----- Document text -----
May 19-Mead School District Superintendent Travis Hanson deleted references to "race and racial targeting" from the district's investigation into football player hazing and later "stood before the school community" and said "nothing learned during the investigation suggested racial targeting or motivations," according to court documents filed May 11 by an attorney representing one of the football players who was hazed.

"That statement was demonstrably false, and Superintendent (Hanson) knew it," according to the attorney's proposed order granting his motion for partial summary judgment.

Spokane County Superior Court Judge Annette Plese did not sign the order, but she did rule May 13 the school district is liable for racial discrimination as the civil case heads to trial next month.

Todd Zeidler, Mead School District spokesman, wrote in an email that Plese's order "does not contain any of the inaccurate allegations" noted in the order proposed by Marcus Sweetser, an attorney at Sweetser Law Office in Spokane who is representing the former Mead student-athlete mentioned in Plese's ruling.

"Those allegations are defamatory and damaging," Zeidler said. "This matter is in active litigation, and the District looks forward to presenting the full factual record as this matter proceeds."

When asked to clarify what parts of Sweetser's court filing was inaccurate, Zeidler wrote the matter "will play out in court in a matter of weeks."

"The District must be careful not to litigate this matter in the media," Zeidler wrote.

The lawsuits against the school district allege Mead High School football players pinned down their teammates at summer football camps and assaulted them with a massage gun while other players recorded on their cellphones. The incidents happened at camps in 2022 and 2023 at Eastern Washington University.
-----
Could you write the next part of the article on the Mead School District hazing lawsuit, starting after its final sentence? The listing that comes next has no connection to this article.
----- Dataset excerpt -----
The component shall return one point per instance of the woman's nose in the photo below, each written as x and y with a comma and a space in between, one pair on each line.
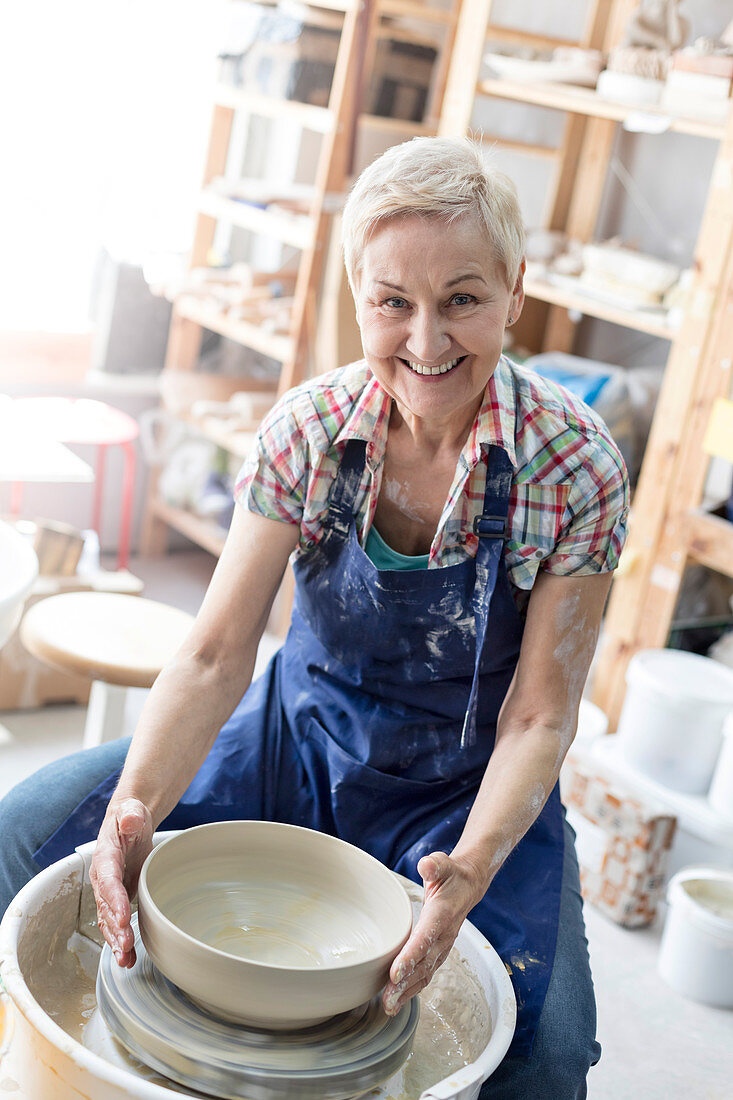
-----
Exercise answer:
The cellphone videos of the incidents circulated in the Mead community and beyond.

Three lawsuits have been filed in the last two years against the district alleging coaches and district officials failed to protect players and report the assaults, harassment and racial discrimination they believe was leveled against the student-athletes. Four of the five athletes who filed suits are Black.

Some of the Black players endured intimidation and routine racial slurs in the months following the incidents, the lawsuits say.

One of the students and his parents filed a lawsuit in March in federal court seeking $50 million in damages in a case that also names Eastern Washington University, where the hazing occurred.

In March 2024, Josh Westermann, Mead's Title IX and harassment, intimidation and bullying compliance officer, documented in his investigative report a "concerning and persistent pattern of racist comments and discriminatory harassment" in Mead High School's athletic programs, Sweetser wrote in the proposed order.

"The District's Superintendent, Travis Hanson, deliberately deleted all references to race and racial targeting from Westermann's final report without Westermann's knowledge, authorization, or consent," Sweetser wrote. "The Mead School District then distributed the altered version of Westermann's report to the news media, the school board, parents, and the community."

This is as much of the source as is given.